» **Given request**
Select every line in the rows below that contains the word "flower" and copy those lines out.
..........
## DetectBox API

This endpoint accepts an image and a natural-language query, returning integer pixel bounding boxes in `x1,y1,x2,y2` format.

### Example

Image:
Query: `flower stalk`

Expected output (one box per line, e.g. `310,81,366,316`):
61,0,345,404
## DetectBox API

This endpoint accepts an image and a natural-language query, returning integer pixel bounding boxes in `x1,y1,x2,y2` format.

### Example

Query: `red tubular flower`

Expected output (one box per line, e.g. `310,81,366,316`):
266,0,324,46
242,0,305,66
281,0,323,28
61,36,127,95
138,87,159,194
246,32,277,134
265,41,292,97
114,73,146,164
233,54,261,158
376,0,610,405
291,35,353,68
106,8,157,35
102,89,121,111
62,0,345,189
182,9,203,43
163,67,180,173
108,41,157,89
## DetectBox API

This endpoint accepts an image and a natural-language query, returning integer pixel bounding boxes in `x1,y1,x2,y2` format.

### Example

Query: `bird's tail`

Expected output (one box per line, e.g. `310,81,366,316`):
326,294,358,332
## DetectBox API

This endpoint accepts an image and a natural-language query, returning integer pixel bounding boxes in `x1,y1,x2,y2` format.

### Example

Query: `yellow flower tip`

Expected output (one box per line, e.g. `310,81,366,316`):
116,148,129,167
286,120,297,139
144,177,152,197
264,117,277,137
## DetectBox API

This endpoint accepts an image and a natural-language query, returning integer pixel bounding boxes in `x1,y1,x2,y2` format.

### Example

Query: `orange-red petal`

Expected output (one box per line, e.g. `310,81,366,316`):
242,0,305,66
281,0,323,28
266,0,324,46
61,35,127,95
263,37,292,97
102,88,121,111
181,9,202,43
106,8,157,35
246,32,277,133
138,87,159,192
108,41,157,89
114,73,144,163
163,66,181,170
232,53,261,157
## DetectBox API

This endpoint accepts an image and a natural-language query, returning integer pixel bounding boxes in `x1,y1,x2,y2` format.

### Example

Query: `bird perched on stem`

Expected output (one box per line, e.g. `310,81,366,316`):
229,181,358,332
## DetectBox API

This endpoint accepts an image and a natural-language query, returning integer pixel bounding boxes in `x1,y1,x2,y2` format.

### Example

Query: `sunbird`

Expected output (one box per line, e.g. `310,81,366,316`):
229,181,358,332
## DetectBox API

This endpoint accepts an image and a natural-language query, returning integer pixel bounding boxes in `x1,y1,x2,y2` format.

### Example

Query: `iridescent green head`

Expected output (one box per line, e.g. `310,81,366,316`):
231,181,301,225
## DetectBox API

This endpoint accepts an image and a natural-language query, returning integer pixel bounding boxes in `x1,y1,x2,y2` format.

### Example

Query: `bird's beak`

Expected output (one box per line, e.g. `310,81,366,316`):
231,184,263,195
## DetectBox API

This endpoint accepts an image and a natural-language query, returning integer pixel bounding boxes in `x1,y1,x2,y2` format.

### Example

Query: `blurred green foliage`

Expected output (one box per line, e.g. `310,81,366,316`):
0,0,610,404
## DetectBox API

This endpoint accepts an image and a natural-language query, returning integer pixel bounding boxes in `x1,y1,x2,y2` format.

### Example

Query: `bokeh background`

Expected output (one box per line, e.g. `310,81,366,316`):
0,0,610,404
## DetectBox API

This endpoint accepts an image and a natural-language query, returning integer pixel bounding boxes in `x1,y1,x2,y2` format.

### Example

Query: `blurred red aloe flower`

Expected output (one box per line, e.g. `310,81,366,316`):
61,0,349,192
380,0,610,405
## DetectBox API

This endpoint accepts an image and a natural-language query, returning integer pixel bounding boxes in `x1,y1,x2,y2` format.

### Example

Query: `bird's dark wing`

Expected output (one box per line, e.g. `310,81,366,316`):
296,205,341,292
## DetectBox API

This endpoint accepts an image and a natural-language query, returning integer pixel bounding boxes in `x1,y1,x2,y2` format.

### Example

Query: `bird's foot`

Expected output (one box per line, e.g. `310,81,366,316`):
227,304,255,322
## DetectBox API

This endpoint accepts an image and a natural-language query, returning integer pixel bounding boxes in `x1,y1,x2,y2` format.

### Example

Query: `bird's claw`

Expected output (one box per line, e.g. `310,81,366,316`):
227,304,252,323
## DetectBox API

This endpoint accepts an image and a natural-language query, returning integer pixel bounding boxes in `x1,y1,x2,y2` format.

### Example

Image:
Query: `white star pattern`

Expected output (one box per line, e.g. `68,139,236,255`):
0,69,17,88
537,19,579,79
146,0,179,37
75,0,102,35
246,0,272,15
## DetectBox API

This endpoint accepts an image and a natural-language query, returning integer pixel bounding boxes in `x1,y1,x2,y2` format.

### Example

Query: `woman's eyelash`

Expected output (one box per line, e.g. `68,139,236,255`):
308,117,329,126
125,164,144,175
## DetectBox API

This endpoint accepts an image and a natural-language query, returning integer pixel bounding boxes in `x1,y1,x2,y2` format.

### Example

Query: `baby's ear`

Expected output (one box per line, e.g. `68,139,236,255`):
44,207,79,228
..........
» **Written answer**
Query: `flower stalk`
Query: `red tubular flower`
Query: `yellow flower tip`
Query: `blurred red aloe flower`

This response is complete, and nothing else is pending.